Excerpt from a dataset
+++++
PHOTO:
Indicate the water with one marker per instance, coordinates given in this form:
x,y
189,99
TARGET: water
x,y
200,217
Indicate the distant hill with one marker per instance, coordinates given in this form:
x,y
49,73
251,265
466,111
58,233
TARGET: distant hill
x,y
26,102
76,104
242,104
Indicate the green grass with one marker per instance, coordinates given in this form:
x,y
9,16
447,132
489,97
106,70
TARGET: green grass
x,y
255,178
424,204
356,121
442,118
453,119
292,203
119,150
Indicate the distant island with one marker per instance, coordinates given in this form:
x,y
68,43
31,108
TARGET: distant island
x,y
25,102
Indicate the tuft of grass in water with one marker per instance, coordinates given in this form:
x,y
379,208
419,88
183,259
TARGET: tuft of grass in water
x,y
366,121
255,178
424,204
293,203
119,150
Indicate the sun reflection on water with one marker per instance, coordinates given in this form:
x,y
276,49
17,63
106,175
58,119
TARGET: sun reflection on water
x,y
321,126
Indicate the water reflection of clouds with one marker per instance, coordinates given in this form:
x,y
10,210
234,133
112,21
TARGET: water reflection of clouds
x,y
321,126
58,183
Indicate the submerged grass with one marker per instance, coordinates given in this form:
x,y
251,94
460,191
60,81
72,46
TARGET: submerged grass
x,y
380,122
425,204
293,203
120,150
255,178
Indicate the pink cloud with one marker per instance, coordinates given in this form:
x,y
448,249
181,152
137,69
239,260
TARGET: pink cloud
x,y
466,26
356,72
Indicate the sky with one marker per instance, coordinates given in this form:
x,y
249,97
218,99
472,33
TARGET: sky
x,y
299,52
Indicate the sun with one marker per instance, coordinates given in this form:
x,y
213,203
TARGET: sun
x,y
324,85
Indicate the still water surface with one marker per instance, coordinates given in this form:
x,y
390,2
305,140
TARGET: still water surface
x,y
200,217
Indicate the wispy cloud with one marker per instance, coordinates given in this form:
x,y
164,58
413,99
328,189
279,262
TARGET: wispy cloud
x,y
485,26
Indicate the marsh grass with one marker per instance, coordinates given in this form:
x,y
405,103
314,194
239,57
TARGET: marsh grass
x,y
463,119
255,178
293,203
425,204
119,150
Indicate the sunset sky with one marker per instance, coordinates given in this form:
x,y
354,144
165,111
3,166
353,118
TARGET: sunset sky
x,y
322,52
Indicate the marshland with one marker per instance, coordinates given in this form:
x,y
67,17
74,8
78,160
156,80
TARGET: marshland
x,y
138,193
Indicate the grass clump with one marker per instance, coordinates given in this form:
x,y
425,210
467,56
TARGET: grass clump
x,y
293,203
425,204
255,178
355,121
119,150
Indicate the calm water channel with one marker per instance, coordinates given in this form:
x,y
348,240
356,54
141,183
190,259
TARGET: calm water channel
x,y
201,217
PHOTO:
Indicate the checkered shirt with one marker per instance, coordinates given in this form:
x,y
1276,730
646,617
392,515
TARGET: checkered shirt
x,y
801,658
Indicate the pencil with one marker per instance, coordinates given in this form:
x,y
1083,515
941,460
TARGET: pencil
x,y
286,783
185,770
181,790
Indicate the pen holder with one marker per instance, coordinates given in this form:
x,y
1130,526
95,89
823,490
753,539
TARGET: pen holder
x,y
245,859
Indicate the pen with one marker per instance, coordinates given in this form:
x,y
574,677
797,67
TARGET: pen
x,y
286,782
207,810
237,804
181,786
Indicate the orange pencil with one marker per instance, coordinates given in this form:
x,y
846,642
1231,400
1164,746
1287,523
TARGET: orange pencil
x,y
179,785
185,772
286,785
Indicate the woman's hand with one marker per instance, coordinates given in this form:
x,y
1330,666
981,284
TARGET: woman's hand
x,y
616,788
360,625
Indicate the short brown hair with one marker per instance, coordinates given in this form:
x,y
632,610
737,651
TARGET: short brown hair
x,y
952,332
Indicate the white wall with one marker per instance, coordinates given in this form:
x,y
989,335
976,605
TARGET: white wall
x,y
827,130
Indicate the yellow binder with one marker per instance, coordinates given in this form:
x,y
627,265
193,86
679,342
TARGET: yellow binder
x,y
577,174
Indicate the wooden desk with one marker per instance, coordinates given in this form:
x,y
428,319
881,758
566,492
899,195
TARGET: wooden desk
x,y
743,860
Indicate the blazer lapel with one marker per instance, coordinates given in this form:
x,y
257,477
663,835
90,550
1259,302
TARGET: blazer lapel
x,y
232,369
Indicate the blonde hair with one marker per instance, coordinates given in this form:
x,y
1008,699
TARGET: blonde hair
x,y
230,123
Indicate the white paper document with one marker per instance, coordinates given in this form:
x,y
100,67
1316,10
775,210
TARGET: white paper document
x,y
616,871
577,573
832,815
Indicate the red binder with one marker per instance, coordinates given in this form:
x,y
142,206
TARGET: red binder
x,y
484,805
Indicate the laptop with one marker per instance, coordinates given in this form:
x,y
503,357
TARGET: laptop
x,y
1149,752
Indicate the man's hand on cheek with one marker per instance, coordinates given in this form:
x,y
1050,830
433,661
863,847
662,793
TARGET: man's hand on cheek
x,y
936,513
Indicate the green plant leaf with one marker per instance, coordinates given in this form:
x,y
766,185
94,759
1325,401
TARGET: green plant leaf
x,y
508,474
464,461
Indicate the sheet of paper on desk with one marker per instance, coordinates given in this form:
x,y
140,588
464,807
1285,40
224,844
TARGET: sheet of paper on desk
+++++
YOUR TASK:
From the records above, extract every line exactly as it stands.

OUTPUT:
PHOTO:
Indicate the water with one marker per instance, coordinates given in this form:
x,y
189,99
TARGET: water
x,y
200,217
Indicate the distant hill with one marker per instance, coordinates given in this form:
x,y
49,73
251,265
466,111
58,233
TARGET: distant hill
x,y
26,102
76,104
242,104
Indicate the green grass with one marker per instance, coordinates given in this form:
x,y
9,16
447,132
489,97
106,70
TARGET: green grass
x,y
255,178
424,204
356,121
442,118
453,119
292,203
119,150
Indicate the distant island with one marker per instance, coordinates given in this form:
x,y
68,43
31,108
TARGET: distant island
x,y
25,102
Indicate the tuft of grass in water with one marker per instance, coordinates given in this form:
x,y
379,208
419,88
183,259
TARGET: tuft of grass in water
x,y
366,121
255,178
424,204
293,203
119,150
Indicate the sun reflection on water with one marker per instance, coordinates given in this form:
x,y
276,49
17,63
106,175
58,119
TARGET: sun reflection on water
x,y
321,126
Indicate the water reflection of clouds with one marker per instance, coordinates given in this form:
x,y
10,210
234,133
112,21
TARGET: water reflection of clouds
x,y
321,126
58,183
Indicate the submerged grass with one marker per instance, coordinates given in this form:
x,y
251,94
460,191
60,81
72,46
TARGET: submerged grass
x,y
380,122
425,204
293,203
120,150
255,178
Indicate the pink cloud with one marker per instance, coordinates given in this form:
x,y
448,249
181,152
137,69
239,260
TARGET: pink cloud
x,y
466,26
356,72
Indicate the sky with one marker per instance, coordinates given in this form:
x,y
249,97
218,99
472,33
TARGET: sky
x,y
299,52
Indicate the sun with one marker per instance, coordinates given in this form:
x,y
213,203
TARGET: sun
x,y
324,85
Indicate the still water surface with one marker per instance, coordinates given in this form:
x,y
390,2
305,140
TARGET: still water surface
x,y
200,217
Indicate the wispy cloud with one marker per instance, coordinates given in this form:
x,y
164,58
413,99
328,189
279,262
TARGET: wispy cloud
x,y
485,26
Indicate the marsh grass with one marker per instance, coordinates given in this form:
x,y
405,103
314,194
239,57
TARGET: marsh grass
x,y
463,119
255,178
293,203
425,204
119,150
Indicate the sunset sky with one marker per instance, coordinates given in this form:
x,y
354,144
165,111
3,166
353,118
TARGET: sunset sky
x,y
322,52
Indicate the marshland with one marker per instance, coordinates given in this form:
x,y
67,17
74,8
78,160
156,80
TARGET: marshland
x,y
138,193
Indicate the grass clump with one marker per instance, coordinates given in this form:
x,y
425,210
467,56
TARGET: grass clump
x,y
293,203
425,204
255,178
355,121
119,150
Indicate the calm water channel with one marker per instance, coordinates given in this form:
x,y
348,240
356,54
141,183
190,259
TARGET: calm water channel
x,y
201,217
PHOTO:
Indicate the checkered shirt with one marker per instance, coordinates given in this form:
x,y
1276,730
646,617
392,515
TARGET: checkered shirt
x,y
801,658
Indicate the pencil with one marker per instance, coordinates given in this form:
x,y
1083,515
941,460
TARGET: pencil
x,y
286,783
185,770
181,790
Indicate the pen holder with one marker per instance, coordinates given in this form:
x,y
1130,526
95,89
823,490
753,539
TARGET: pen holder
x,y
245,859
Indicate the pen with one marker per instance, coordinates given in this form:
x,y
574,677
797,67
TARGET: pen
x,y
286,782
207,810
237,804
181,786
Indicate the orange pencil with one marker per instance, coordinates given in this form:
x,y
846,642
1231,400
1164,746
1287,523
TARGET: orange pencil
x,y
179,785
185,772
286,785
Indicate the woman's hand with one marker per instance, coordinates given in this form:
x,y
1330,666
981,284
TARGET: woman's hand
x,y
616,788
360,625
Indicate the short brown hair with one marker per instance, coordinates given in this form:
x,y
632,610
737,651
TARGET: short brown hair
x,y
952,332
Indicate the white wall with one marker per instance, coordinates given in this form:
x,y
989,335
976,605
TARGET: white wall
x,y
827,130
Indicate the yellow binder with one marker per instance, coordinates given in this form:
x,y
627,265
193,86
679,342
TARGET: yellow binder
x,y
577,174
Indicate the wooden desk with one marker per instance, coordinates given in this form:
x,y
428,319
881,758
566,492
899,195
TARGET: wooden desk
x,y
743,860
Indicate the blazer lapel with one marker per instance, coordinates given in this form:
x,y
257,477
663,835
90,550
1259,302
TARGET: blazer lapel
x,y
232,369
Indicate the blonde hair with one marker per instance, coordinates given in this form:
x,y
1008,699
TARGET: blonde hair
x,y
230,123
Indicate the white paper document with one marker per instance, coordinates given in this form:
x,y
100,67
1316,10
775,210
TARGET: white paper document
x,y
616,871
577,573
832,815
Indicate the red binder with one marker per instance, coordinates given in this form:
x,y
142,206
TARGET: red binder
x,y
484,805
Indicate the laptop with one marker per instance, coordinates given in this form:
x,y
503,357
TARGET: laptop
x,y
1149,752
Indicate the man's hand on cheek with one marker per instance, coordinates given in this form:
x,y
1050,830
433,661
863,847
662,793
TARGET: man's hand on cheek
x,y
936,513
Indicate the green plant leaf with one marker per instance, coordinates given in this form:
x,y
766,185
94,759
1325,401
TARGET: green plant leaf
x,y
508,474
464,461
Indicate the sheet of paper on desk with one marker per instance, coordinates given in this form:
x,y
140,588
464,807
1285,40
224,844
TARGET: sheet of paper on desk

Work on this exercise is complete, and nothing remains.